本ブログは金沢市民芸術村ドラマ工房が2015年度より開催している「かなざわリージョナルシアター」の劇評を掲載しています。
劇評を書くメンバーは関連事業である劇評講座の受講生で、本名または固定ハンドルで投稿します。

この文章は、2021年12月25日(土)19:00開演の演芸列車東西本線『東西本線演芸ショー』についての劇評です。



「東西本線演芸ショー」と銘打ったこの公演は、落語から始まり、40分に及ぶ朗読、コント、ドラマの四本立てで、途中休憩を挟み公演時間は120分以上に及んだ。

一本目の演目、東川清文の「初天神」は落語にはなじみがないので何が正解か分からないのだが、ややソフトな語り口だったように思う。息子のキャラクターを掴むのに時間が掛かってしまったので、もっと極端な演じ分けが欲しかった。しぐさは分かりやすく、特に団子の蜜を舐める父親のしぐさは生々しくて(あまり綺麗なしぐさではないので)少し引くほどだった。駄々をこねる息子に辟易とする父親が、最後は息子に買ったはずの凧を息子そっちのけで自分だけで楽しもうとする。実際にいそうなお父さんで凧しか目に入っていない様子がものすごく伝わってきた。リアリティがあって芝居としてはよかったのだが、落語のサゲとしてはインパクトに欠けてしまった。

西本浩明による朗読(横光利一『機械』)には、ダンサーのLAVITが参加した。近代文学独特の小難しい言い回しの中で、少し幻想的だが分かりやすく登場人物を演じるLAVITはこの朗読をひとつの作品として成り立たせた。朗読劇という形にはせず、朗読とダンサーによる演劇寄りのパフォーマンスで作品を表現し、朗読をきちんと朗読の形のまま観客の集中力を切らさずに40分間上演したことは、すごいと思う。この小説は四人称を使った実験的な作品として書かれたものだ。聞きなれない「四人称」については冒頭に説明があったが、言葉ではピンと来なかった。しかし、ラストに読み手が動き出し、それまで人物を演じていたLAVITと立ち位置が入れ替わったとき、これが四人称かとすんなり理解できた。その構成はすばらしかった。


休憩を挟んでコント、ドラマと続く。コント「干支替わり」は村の外で生活した経験のある男が閉鎖的な村の習慣の理不尽さに抗おうとするが、結局村のしきたりに染まっていった姿を描いたものだ。コントという言葉に惑わされて作品の時間の長さに戸惑ったが、その長さは今年の干支の牛島(西本)が来年の干支・虎井(東川)にじわじわと圧力を掛ける時間だ。抗っていた虎井の一年後、牛島の立場に立っていた彼は、次の干支の男に対して牛島と同じように圧力を掛けるのだろうと想像がついた。古いしきたりが変わることはとても難しい。

- _やること_:
1 > 演芸ショーの劇評では、西本浩明が朗読した作品は何ですか。
2 > 演芸ショーの劇評を、最後の文のあとから続けて書いてください。

- _資料_:
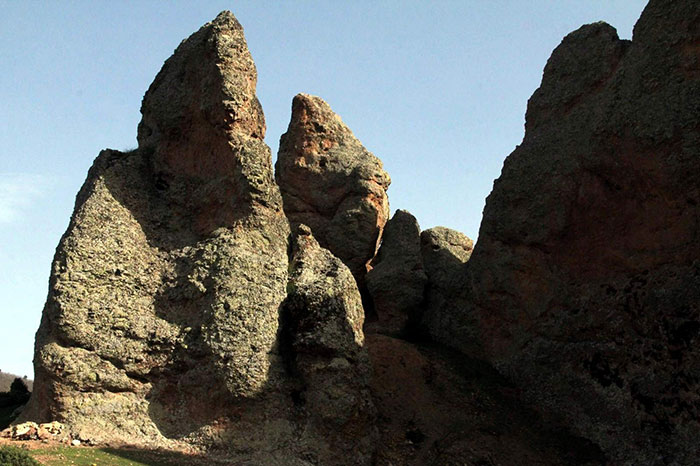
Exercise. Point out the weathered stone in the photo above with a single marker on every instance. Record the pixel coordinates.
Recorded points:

- _答え_:
1 > 横光利一の『機械』です。

2 >
ドラマ「そして、それから」は全8話の第8話という設定だった。これまでのあらすじが長々とナレーションで紹介され、背面のスクリーンにナレーションの内容が文字で映された。登場人物の写真は今回の「げきみる2021」に出演した俳優たちだ。この演目にはエンドロールがあって、1週目のAgクルーから8週目の演芸列車「東西本線」まで、出演者やスタッフなど写真を添えて紹介した。ドラマの設定である全8話の第8話はここから来ているのだろう。

よどみないナレーションを披露したのは宗村春菜。ナレーションは本物っぽく、しかしだらだらと続く。長いあらすじの後、ようやく第8話の本編に入っていく。余命いくばくもないと知った2人の男が海に向かって座っている。客席から見えるのは2人の背中だ。死に直面した二人のたたずまいは、悲しみを背負っていますと大きく書いてあるようだ。海に向かって座るというシュチューエーション、やたらと長い間、貰いタバコ、夕日、そして死を前にして抑えきれずに言ってしまうくさい台詞。延々と続くドラマ「っぽい」設定が、だんだん面白くなってくる。人は、死を前にすると滑稽になるものなのかもしれない。

演芸ショーといいながら演劇の要素が強い4作品を通して、人間の、理性ではコントロールすることが出来ない感情と行動を興味深いと、作り手は感じているのではないだろうか。何を表現しようとしているのか、捉えかたが難しいと感じながら見ていたが、それなりのボリュームがある演目を4本重ねて、人というのはこんなにどうしようもないものなのだ、そこが面白いのだと、時間を掛けて伝えているように思えた。



(以下は更新前の文章です)


「東西本線演芸ショー」と銘打ったこの公演は、落語から始まり、40分に及ぶ朗読、コント、ドラマの四本立てで、途中休憩を挟み公演時間は120分以上に及んだ。

一本目の演目、東川清文の落語「初天神」は落語としてはソフトな語り口だったように思う。落語にはなじみがないので何が正解か分からないのだが、息子のキャラクターを掴むのに時間が掛かってしまったので、もっと極端な演じ分けが欲しかった。しぐさは分かりやすく、特に団子の蜜を舐める父親のしぐさは生々しくて(あまり綺麗なしぐさではないので)少し引くほどだった。駄々をこねる息子に辟易とする父親が、最後は息子に買ったはずの凧を息子そっちのけで自分だけで楽しもうとする。実際にいそうなお父さんで凧しか目に入っていない様子がものすごく伝わってきた。芝居としてはリアリティがあったと思うが落語のサゲとしてはインパクトに欠けてしまった。

西本浩明による朗読(横光利一『機械』)には、ダンサーのLAVITが参加した。近代文学独特の小難しい言い回しの中で、少し幻想的で、かつ分かりやすい表現をするLAVITはこの朗読をひとつの作品として成り立たせた。朗読劇という形にはせず、朗読とダンサーによる演劇寄りのパフォーマンスで作品を表現し、朗読をきちんと朗読の形のまま観客の集中力を切らさずに40分間上演したことは、すごいと思う。四人称の表現として、読み手が動き出す構成もすばらしかった。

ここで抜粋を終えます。